___ Excerpt provided

Draw-your-own electrodes set to speed up development of micro detection devices :

This is an Iron-Man-shaped electrode printed using the technique.

Miniature devices for sensing biological molecules could be developed quicker thanks to a rapid prototyping method. Devices that sense and measure biological molecules important for healthcare, such as detecting diseases in blood samples, rely on electrodes to carry out their tasks.

New generations of these devices are being made that manipulate molecules or work with smaller concentrations of molecules, for example detecting rare cancer cells in blood samples.

These require intricate patterning of minute electrodes. Getting the right pattern is key, but building prototypes of different electrode designs can be expensive and time-consuming, often requiring specialist equipment and expertise.

Now, researchers at Imperial College London, have created a method that allows intricate electrode patterns to be printed in community labs and hackspaces at a fraction of the time and cost. The details of their method are published in Scientific Reports.

Lead researcher Dr Ali Salehi-Reyhani, from the Department of Chemistry at Imperial, said: "With our method researchers and startups can more easily design and develop analytical devices, even when they need electronics that can't be bought off-the-shelf.

"Community hackspaces are great for democratising science, allowing more people to try out new technology solutions. We hope this method will allow bioelectronics to benefit from that ecosystem of hackers getting hands-on with problems and solutions in healthcare."

______
___ Material provided

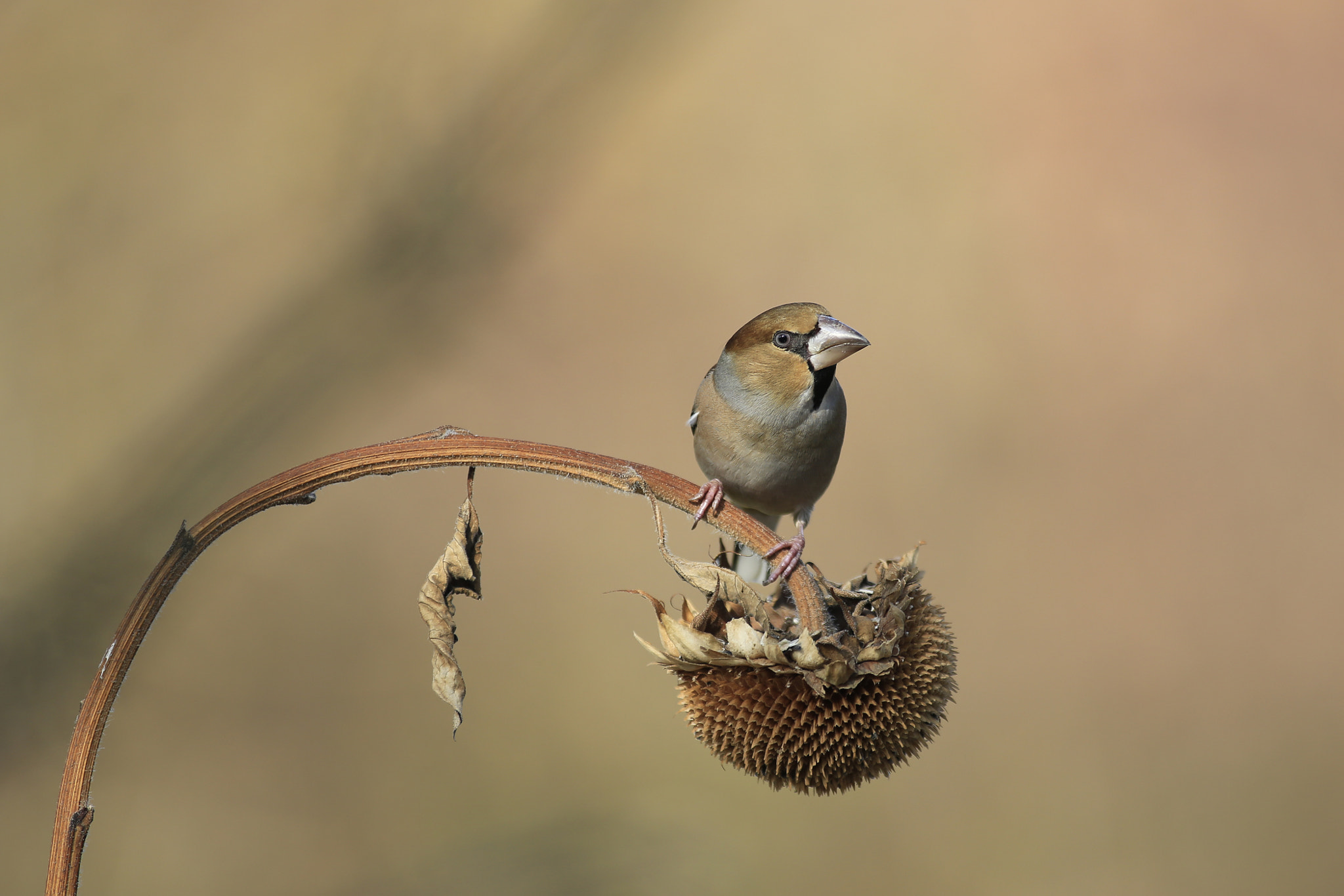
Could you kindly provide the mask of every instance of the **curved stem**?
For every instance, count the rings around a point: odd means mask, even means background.
[[[89,688],[75,720],[75,731],[66,756],[66,771],[56,799],[56,822],[47,865],[47,896],[74,896],[79,887],[79,857],[93,821],[89,786],[94,759],[102,740],[108,713],[117,699],[130,662],[136,658],[145,633],[159,615],[173,586],[187,568],[220,535],[243,520],[281,504],[312,504],[316,492],[336,482],[349,482],[364,476],[391,476],[407,470],[437,466],[497,466],[532,473],[563,476],[617,492],[649,494],[687,513],[695,512],[691,497],[698,486],[642,463],[621,461],[602,454],[578,451],[556,445],[539,445],[516,439],[473,435],[450,426],[395,442],[370,445],[328,454],[254,485],[208,513],[196,525],[177,532],[159,566],[141,586],[126,610],[112,646],[98,665],[98,674]],[[724,505],[707,520],[735,541],[765,555],[778,536],[743,510]],[[805,566],[789,576],[789,588],[798,609],[798,622],[812,631],[829,630],[821,587]]]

______

### Description of the task
Extend the article on the draw-your-own electrode printing method, picking up after its final sentence. The listing comes from a separate source.

### Result
The method allows researchers to design electrode patterns on computers before printing them off using a laser-cutting printer. The cavities are then filled with metal using microfluidic techniques -- using the science of how fluids move through confined spaces.

In this way, researchers could print several sheets of electrodes, each with a slightly different design, allowing them to be tested in rapid succession to find the best design. Previously, designs may have had to be sent away to be manufactured, taking weeks or even months to arrive at the best design, but now the whole process can be reduced to a matter of days.

The team at fabriCELL, a centre of excellence in artificial cell science run by Imperial College London and King's College London, are now using the technique to prototype devices for manipulating and analysing cells.

They say the technique could be used to speed up the development of flexible wearable devices, such as skin patches that monitor health signals and devices, and devices that could be used in hospitals or GP surgeries, such as ones that can quickly distinguish between viral and bacterial infections with just a drop of blood.